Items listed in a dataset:
(begin)
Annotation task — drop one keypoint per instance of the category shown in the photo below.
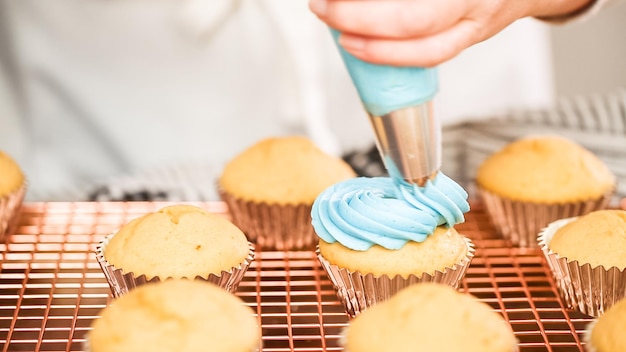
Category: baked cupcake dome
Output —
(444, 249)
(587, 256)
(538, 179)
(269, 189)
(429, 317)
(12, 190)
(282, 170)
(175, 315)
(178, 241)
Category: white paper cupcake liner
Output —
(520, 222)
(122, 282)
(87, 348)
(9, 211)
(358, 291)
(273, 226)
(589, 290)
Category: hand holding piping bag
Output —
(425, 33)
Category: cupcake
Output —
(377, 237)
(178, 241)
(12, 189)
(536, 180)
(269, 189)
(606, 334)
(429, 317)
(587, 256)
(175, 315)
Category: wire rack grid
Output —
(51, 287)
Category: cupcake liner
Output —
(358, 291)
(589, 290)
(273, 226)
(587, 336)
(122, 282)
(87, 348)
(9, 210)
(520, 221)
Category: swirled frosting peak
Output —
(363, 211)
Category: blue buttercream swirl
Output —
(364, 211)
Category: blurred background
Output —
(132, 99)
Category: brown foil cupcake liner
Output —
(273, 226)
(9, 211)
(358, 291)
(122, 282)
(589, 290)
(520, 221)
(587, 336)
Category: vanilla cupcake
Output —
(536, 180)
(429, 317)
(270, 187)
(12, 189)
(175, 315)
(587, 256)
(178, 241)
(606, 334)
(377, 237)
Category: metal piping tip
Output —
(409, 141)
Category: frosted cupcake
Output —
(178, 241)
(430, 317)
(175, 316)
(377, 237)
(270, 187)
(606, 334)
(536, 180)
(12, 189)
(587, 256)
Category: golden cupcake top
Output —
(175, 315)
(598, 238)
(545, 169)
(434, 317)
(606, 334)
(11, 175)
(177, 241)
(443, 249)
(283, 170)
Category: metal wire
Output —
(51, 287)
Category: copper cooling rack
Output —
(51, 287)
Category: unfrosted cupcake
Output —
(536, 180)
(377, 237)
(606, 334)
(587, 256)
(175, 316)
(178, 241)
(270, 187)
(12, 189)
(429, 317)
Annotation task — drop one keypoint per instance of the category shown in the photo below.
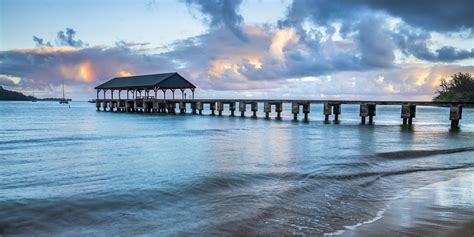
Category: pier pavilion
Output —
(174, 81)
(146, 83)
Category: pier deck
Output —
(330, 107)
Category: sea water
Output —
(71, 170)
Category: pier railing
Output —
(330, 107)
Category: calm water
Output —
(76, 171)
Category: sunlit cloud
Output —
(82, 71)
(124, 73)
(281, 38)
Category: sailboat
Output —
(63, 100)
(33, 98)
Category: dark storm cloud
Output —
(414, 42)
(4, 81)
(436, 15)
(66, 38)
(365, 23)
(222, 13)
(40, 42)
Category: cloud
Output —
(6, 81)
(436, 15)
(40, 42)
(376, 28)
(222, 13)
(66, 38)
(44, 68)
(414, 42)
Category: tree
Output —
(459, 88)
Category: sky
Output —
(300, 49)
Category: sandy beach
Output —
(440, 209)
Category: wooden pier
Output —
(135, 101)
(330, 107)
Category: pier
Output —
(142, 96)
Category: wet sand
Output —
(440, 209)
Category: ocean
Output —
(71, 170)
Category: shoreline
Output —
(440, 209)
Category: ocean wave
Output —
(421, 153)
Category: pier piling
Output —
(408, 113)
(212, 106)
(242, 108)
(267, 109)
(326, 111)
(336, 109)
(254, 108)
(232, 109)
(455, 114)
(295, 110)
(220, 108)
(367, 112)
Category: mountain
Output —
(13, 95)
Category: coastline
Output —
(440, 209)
(end)
(begin)
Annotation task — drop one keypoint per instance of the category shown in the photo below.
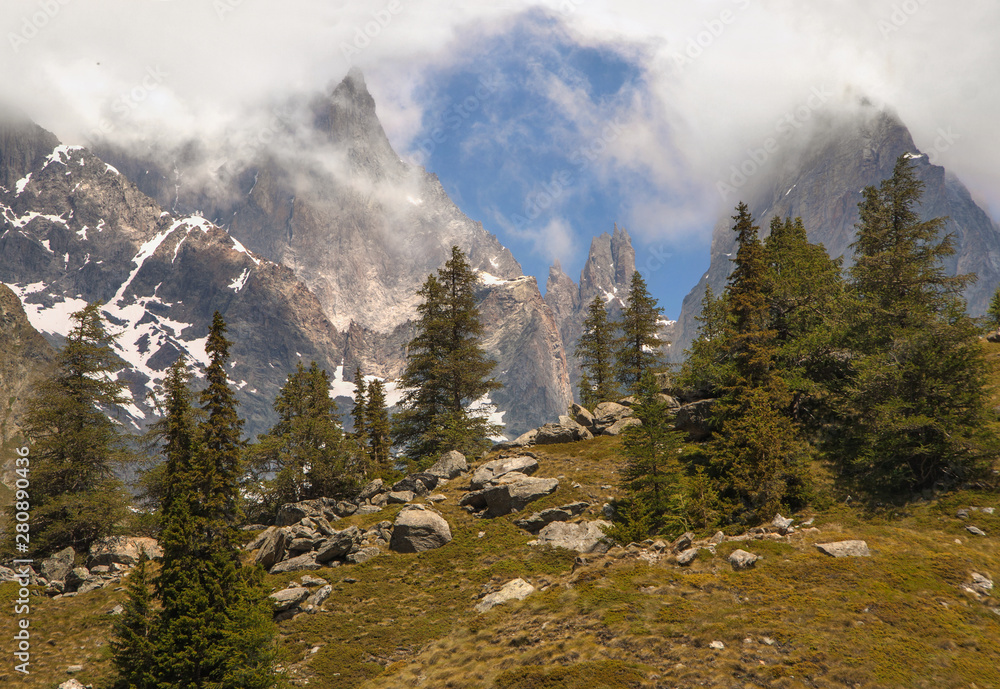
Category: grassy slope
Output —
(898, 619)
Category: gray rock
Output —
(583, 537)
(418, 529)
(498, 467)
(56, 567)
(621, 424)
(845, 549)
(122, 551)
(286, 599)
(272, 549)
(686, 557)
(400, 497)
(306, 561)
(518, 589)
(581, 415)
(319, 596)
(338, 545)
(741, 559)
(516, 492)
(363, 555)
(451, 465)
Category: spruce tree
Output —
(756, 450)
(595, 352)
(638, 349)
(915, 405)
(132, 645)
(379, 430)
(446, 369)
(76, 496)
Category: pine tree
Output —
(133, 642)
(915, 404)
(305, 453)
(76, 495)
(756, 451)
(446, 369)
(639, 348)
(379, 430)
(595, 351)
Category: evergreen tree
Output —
(end)
(EXERCISE): How many lines of the data above contain the word "liner"? Give only the count, matching case exactly.

(RESULT OF THIS EXERCISE): 3